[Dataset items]
----------
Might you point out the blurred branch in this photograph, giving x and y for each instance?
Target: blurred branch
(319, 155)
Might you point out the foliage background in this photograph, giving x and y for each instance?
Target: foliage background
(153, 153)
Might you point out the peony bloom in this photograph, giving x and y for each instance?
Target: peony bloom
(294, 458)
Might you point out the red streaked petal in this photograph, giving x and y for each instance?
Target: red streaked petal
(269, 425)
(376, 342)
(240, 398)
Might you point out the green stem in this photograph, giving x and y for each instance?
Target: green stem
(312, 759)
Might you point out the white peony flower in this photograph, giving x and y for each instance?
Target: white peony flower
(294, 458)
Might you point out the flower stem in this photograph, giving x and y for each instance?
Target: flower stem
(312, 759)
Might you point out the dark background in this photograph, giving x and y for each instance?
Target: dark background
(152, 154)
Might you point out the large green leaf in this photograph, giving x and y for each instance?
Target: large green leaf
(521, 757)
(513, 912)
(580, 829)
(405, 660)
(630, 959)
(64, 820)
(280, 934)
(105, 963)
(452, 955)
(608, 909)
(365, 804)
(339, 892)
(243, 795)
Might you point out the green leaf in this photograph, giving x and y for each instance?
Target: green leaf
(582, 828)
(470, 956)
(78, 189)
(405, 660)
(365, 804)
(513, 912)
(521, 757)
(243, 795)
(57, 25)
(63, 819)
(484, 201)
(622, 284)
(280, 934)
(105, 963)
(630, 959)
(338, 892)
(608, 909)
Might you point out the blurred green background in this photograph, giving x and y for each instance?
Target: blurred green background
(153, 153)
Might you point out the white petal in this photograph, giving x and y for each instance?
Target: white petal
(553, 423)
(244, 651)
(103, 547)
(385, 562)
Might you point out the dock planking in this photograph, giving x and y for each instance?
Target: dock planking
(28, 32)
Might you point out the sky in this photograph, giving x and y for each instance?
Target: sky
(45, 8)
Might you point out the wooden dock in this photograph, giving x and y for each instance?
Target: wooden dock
----------
Task to carry out:
Lay out every line of the items above as a numbered list, omitting any blank lines.

Response for this exercise:
1. Might you point out the blurred branch in this photograph, giving x and y for each instance?
2. Target: blurred branch
3. (319, 155)
4. Might you point out the foliage background in this photograph, giving x and y for each instance?
5. Target: foliage background
6. (153, 153)
7. Might you point out the peony bloom in this photograph, giving x and y for each instance?
8. Target: peony bloom
9. (294, 458)
10. Might you point out the red streaked petal in this photograph, giving x and y for each instance?
11. Target: red streaked petal
12. (269, 425)
13. (376, 342)
14. (240, 398)
15. Might you point out the green stem in this photograph, giving x and y for each instance?
16. Target: green stem
17. (312, 759)
18. Might you point out the white peony flower in this photograph, giving x and y for each instance?
19. Target: white peony flower
20. (294, 458)
21. Might you point out the flower stem in this photograph, giving x and y for each instance?
22. Target: flower stem
23. (312, 759)
24. Might you point out the dark background in this photograph, giving x and y for each instance?
25. Target: dark background
26. (152, 154)
27. Might you point out the large green leaf in this photograph, giving x and y for each instance?
28. Target: large green leaf
29. (521, 757)
30. (513, 912)
31. (580, 829)
32. (405, 660)
33. (630, 959)
34. (64, 820)
35. (280, 934)
36. (105, 963)
37. (452, 955)
38. (608, 909)
39. (365, 804)
40. (339, 892)
41. (243, 795)
42. Might you point out the green leaf in this photograph, giving x and y for each instance?
43. Target: green leaf
44. (582, 828)
45. (470, 956)
46. (78, 189)
47. (405, 660)
48. (365, 804)
49. (513, 912)
50. (521, 757)
51. (243, 795)
52. (57, 25)
53. (63, 819)
54. (484, 201)
55. (622, 284)
56. (280, 934)
57. (105, 963)
58. (630, 959)
59. (338, 892)
60. (608, 909)
61. Might you point out the blurred green background in this photograph, giving x and y for each instance?
62. Target: blurred green background
63. (153, 153)
64. Might you point out the white petal in this photograph, giving x and y for each instance?
65. Target: white petal
66. (553, 423)
67. (244, 651)
68. (103, 547)
69. (385, 562)
70. Might you point out the dock planking in this photograph, giving x and y for each instance?
71. Target: dock planking
72. (28, 32)
73. Might you point out the sky in this photograph, giving x and y for each instance?
74. Target: sky
75. (45, 8)
76. Might you point out the wooden dock in this photograph, giving x and y for each instance?
77. Target: wooden dock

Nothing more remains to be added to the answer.